# Question #13fbd

Nov 13, 2016

$\stackrel{0}{C} u + H \stackrel{+ 5}{N} {O}_{3} \to \stackrel{+ 2}{C} u {\left(N {O}_{3}\right)}_{2} + \stackrel{+ 2}{N} O + {H}_{2} O$
Change in Oxidation Number

$C u \left(0\right) \to C u \left(+ 2\right) \implies \text{2 unit oxidation}$

$N \left(+ 5\right) \to N \left(+ 2\right) \implies \text{3 unit reduction}$

$\text{Reacting Ratio of } C u \left(+ 2\right) : N \left(+ 5\right) = 3 : 2$

3mol $C u {\left(N {O}_{3}\right)}_{2}$ formed from 3mol Cu requires extra 6 mol $H N {O}_{3}$ as salt former which is added in LHS making total 8 mol $H N {O}_{3}$ in reactant side.The RHS is then adjusted as required.

> **RECORDS FOR PROCESSING**:
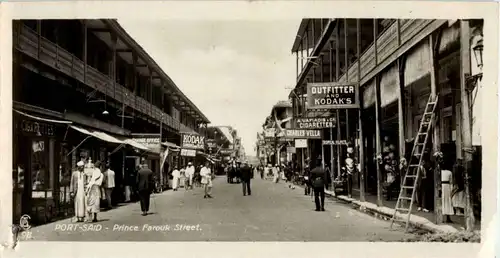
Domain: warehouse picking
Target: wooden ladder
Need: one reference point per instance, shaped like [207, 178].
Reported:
[415, 164]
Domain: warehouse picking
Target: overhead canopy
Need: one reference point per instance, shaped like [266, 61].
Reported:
[108, 138]
[226, 133]
[136, 144]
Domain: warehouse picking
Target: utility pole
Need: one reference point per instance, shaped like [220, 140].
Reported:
[466, 120]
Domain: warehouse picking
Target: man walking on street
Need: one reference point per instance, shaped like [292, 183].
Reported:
[189, 176]
[144, 187]
[319, 179]
[206, 180]
[246, 176]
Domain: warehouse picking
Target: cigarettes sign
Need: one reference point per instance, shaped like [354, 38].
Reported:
[314, 122]
[332, 96]
[307, 134]
[193, 141]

> **GIVEN TASK 1**:
Reproduce the part of the redox explanation that starts at "Nov 13, 2016" and ends at "adjusted as required.".
> **GIVEN TASK 2**:
Find each line in the entries that contains the word "Need" and copy all of those lines.

> **RESULT 1**:
Nov 13, 2016

$\stackrel{0}{C} u + H \stackrel{+ 5}{N} {O}_{3} \to \stackrel{+ 2}{C} u {\left(N {O}_{3}\right)}_{2} + \stackrel{+ 2}{N} O + {H}_{2} O$
Change in Oxidation Number

$C u \left(0\right) \to C u \left(+ 2\right) \implies \text{2 unit oxidation}$

$N \left(+ 5\right) \to N \left(+ 2\right) \implies \text{3 unit reduction}$

$\text{Reacting Ratio of } C u \left(+ 2\right) : N \left(+ 5\right) = 3 : 2$

3mol $C u {\left(N {O}_{3}\right)}_{2}$ formed from 3mol Cu requires extra 6 mol $H N {O}_{3}$ as salt former which is added in LHS making total 8 mol $H N {O}_{3}$ in reactant side.The RHS is then adjusted as required.

> **RESULT 2**:
Need: one reference point per instance, shaped like [207, 178].
Need: one reference point per instance, shaped like [266, 61].
Need: one reference point per instance, shaped like [220, 140].
Need: one reference point per instance, shaped like [292, 183].
Need: one reference point per instance, shaped like [354, 38].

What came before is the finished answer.